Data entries
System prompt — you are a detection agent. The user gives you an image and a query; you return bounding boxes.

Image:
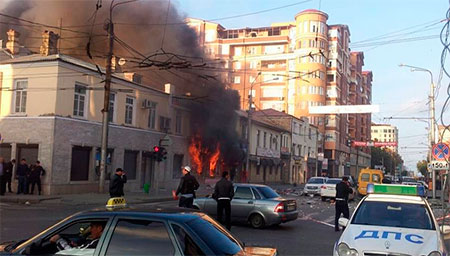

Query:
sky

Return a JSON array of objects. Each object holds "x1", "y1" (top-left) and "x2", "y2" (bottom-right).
[{"x1": 175, "y1": 0, "x2": 450, "y2": 170}]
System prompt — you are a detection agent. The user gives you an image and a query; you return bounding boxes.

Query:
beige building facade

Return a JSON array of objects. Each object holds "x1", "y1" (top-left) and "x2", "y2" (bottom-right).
[{"x1": 0, "y1": 49, "x2": 190, "y2": 195}]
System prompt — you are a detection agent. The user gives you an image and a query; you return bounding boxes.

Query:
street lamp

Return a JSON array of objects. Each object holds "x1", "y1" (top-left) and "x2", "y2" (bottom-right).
[{"x1": 399, "y1": 64, "x2": 436, "y2": 199}]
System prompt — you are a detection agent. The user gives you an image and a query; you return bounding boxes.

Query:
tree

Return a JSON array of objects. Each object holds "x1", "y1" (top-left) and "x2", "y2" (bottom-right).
[{"x1": 416, "y1": 160, "x2": 428, "y2": 176}]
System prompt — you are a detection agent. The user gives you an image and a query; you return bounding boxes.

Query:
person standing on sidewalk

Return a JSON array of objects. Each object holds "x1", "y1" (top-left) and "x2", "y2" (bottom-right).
[
  {"x1": 16, "y1": 158, "x2": 30, "y2": 194},
  {"x1": 174, "y1": 166, "x2": 200, "y2": 208},
  {"x1": 0, "y1": 157, "x2": 6, "y2": 196},
  {"x1": 334, "y1": 176, "x2": 353, "y2": 232},
  {"x1": 3, "y1": 159, "x2": 16, "y2": 193},
  {"x1": 109, "y1": 168, "x2": 127, "y2": 197},
  {"x1": 30, "y1": 161, "x2": 45, "y2": 195},
  {"x1": 212, "y1": 171, "x2": 234, "y2": 230}
]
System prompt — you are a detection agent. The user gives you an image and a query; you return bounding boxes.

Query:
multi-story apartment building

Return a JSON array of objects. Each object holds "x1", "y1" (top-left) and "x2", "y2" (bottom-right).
[
  {"x1": 371, "y1": 123, "x2": 398, "y2": 153},
  {"x1": 188, "y1": 9, "x2": 370, "y2": 179},
  {"x1": 0, "y1": 31, "x2": 190, "y2": 194}
]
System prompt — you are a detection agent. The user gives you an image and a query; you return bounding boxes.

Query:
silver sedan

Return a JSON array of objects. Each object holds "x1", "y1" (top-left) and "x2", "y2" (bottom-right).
[{"x1": 194, "y1": 184, "x2": 298, "y2": 228}]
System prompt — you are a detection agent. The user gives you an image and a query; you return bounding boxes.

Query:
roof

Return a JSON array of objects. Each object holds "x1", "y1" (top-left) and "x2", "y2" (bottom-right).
[
  {"x1": 295, "y1": 9, "x2": 328, "y2": 19},
  {"x1": 0, "y1": 54, "x2": 167, "y2": 94},
  {"x1": 366, "y1": 194, "x2": 425, "y2": 204}
]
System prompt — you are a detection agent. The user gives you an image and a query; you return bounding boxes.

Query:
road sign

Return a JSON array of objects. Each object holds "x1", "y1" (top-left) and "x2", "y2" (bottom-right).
[
  {"x1": 431, "y1": 143, "x2": 450, "y2": 161},
  {"x1": 427, "y1": 161, "x2": 449, "y2": 171}
]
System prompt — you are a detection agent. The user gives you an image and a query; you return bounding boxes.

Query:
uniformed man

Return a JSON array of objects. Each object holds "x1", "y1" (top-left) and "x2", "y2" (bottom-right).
[
  {"x1": 212, "y1": 171, "x2": 234, "y2": 230},
  {"x1": 334, "y1": 176, "x2": 353, "y2": 232},
  {"x1": 174, "y1": 166, "x2": 200, "y2": 208}
]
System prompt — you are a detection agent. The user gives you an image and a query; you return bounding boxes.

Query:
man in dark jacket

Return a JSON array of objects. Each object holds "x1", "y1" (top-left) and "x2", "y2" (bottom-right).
[
  {"x1": 175, "y1": 166, "x2": 200, "y2": 208},
  {"x1": 212, "y1": 171, "x2": 234, "y2": 230},
  {"x1": 16, "y1": 158, "x2": 30, "y2": 194},
  {"x1": 109, "y1": 168, "x2": 127, "y2": 197},
  {"x1": 334, "y1": 176, "x2": 353, "y2": 232},
  {"x1": 3, "y1": 159, "x2": 16, "y2": 193},
  {"x1": 29, "y1": 161, "x2": 45, "y2": 195}
]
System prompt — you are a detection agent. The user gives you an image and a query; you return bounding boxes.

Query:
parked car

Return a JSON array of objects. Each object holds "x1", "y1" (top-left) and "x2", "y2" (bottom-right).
[
  {"x1": 303, "y1": 177, "x2": 328, "y2": 195},
  {"x1": 0, "y1": 201, "x2": 276, "y2": 256},
  {"x1": 320, "y1": 178, "x2": 356, "y2": 201},
  {"x1": 194, "y1": 184, "x2": 298, "y2": 228}
]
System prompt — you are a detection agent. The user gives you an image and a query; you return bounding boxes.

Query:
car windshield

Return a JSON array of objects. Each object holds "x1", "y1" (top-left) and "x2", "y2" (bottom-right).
[
  {"x1": 187, "y1": 215, "x2": 242, "y2": 255},
  {"x1": 308, "y1": 178, "x2": 323, "y2": 184},
  {"x1": 352, "y1": 201, "x2": 435, "y2": 230},
  {"x1": 256, "y1": 187, "x2": 280, "y2": 198},
  {"x1": 326, "y1": 179, "x2": 341, "y2": 184}
]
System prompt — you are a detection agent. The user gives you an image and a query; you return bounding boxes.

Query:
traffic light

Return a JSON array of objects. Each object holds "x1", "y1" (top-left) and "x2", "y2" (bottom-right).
[{"x1": 152, "y1": 146, "x2": 167, "y2": 162}]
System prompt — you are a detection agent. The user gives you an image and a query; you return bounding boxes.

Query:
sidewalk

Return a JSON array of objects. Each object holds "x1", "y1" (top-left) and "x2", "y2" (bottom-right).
[{"x1": 0, "y1": 187, "x2": 213, "y2": 205}]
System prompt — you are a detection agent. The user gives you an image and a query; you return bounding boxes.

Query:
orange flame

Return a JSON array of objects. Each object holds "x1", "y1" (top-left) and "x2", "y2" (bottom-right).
[{"x1": 209, "y1": 143, "x2": 220, "y2": 177}]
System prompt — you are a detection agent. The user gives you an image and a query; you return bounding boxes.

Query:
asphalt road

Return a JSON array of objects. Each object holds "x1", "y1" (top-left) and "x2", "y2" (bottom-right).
[{"x1": 0, "y1": 196, "x2": 348, "y2": 255}]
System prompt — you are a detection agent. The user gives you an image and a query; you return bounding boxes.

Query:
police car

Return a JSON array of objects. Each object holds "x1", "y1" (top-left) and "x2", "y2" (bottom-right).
[
  {"x1": 0, "y1": 198, "x2": 277, "y2": 256},
  {"x1": 333, "y1": 184, "x2": 447, "y2": 256}
]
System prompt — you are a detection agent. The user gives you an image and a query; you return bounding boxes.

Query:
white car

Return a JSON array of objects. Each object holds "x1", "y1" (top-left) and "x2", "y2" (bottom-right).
[
  {"x1": 320, "y1": 178, "x2": 356, "y2": 201},
  {"x1": 303, "y1": 177, "x2": 328, "y2": 195},
  {"x1": 333, "y1": 184, "x2": 448, "y2": 256}
]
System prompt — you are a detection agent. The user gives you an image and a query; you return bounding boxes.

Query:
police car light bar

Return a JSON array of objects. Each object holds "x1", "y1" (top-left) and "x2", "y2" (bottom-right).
[{"x1": 367, "y1": 183, "x2": 425, "y2": 196}]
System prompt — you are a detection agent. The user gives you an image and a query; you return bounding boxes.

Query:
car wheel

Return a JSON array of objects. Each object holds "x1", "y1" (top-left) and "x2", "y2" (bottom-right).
[{"x1": 250, "y1": 214, "x2": 264, "y2": 228}]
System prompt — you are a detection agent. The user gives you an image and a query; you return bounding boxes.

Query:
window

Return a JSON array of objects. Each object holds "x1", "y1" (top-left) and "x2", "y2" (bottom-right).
[
  {"x1": 148, "y1": 102, "x2": 156, "y2": 129},
  {"x1": 172, "y1": 154, "x2": 184, "y2": 179},
  {"x1": 159, "y1": 116, "x2": 171, "y2": 132},
  {"x1": 14, "y1": 79, "x2": 28, "y2": 113},
  {"x1": 70, "y1": 146, "x2": 91, "y2": 181},
  {"x1": 234, "y1": 187, "x2": 253, "y2": 199},
  {"x1": 125, "y1": 97, "x2": 134, "y2": 124},
  {"x1": 172, "y1": 225, "x2": 205, "y2": 255},
  {"x1": 108, "y1": 93, "x2": 116, "y2": 123},
  {"x1": 123, "y1": 150, "x2": 139, "y2": 180},
  {"x1": 73, "y1": 83, "x2": 87, "y2": 117},
  {"x1": 106, "y1": 219, "x2": 175, "y2": 255},
  {"x1": 175, "y1": 111, "x2": 183, "y2": 134}
]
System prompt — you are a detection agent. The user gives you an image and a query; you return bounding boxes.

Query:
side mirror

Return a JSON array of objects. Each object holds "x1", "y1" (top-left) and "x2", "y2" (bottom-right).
[{"x1": 339, "y1": 218, "x2": 348, "y2": 227}]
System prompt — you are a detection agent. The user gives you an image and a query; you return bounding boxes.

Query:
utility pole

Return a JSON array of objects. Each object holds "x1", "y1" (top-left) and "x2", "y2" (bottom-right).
[
  {"x1": 99, "y1": 4, "x2": 114, "y2": 193},
  {"x1": 316, "y1": 130, "x2": 319, "y2": 177},
  {"x1": 399, "y1": 64, "x2": 434, "y2": 199}
]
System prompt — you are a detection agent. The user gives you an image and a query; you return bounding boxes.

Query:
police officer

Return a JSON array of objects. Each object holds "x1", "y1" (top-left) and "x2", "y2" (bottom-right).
[
  {"x1": 212, "y1": 171, "x2": 234, "y2": 230},
  {"x1": 175, "y1": 166, "x2": 200, "y2": 208},
  {"x1": 334, "y1": 176, "x2": 353, "y2": 232}
]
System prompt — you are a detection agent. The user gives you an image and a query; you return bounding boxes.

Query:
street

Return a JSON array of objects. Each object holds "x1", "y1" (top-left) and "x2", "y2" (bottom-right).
[{"x1": 0, "y1": 196, "x2": 346, "y2": 255}]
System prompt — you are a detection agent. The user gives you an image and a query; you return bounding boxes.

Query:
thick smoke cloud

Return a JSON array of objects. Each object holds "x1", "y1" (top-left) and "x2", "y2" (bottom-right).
[{"x1": 0, "y1": 0, "x2": 243, "y2": 171}]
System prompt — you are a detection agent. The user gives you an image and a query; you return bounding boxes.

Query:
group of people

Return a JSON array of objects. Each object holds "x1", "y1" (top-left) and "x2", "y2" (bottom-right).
[
  {"x1": 173, "y1": 166, "x2": 234, "y2": 230},
  {"x1": 0, "y1": 157, "x2": 45, "y2": 195}
]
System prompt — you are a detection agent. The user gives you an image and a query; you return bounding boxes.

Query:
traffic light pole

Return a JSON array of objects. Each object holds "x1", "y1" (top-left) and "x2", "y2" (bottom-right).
[{"x1": 98, "y1": 12, "x2": 114, "y2": 193}]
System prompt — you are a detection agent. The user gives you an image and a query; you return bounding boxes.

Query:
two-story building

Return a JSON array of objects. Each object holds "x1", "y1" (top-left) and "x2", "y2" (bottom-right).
[
  {"x1": 0, "y1": 30, "x2": 190, "y2": 195},
  {"x1": 255, "y1": 109, "x2": 326, "y2": 184}
]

#### Problem requirements:
Copy out each line of the material above in which the string "story" occurs.

#### Expected output:
multi-story apartment building
two-story building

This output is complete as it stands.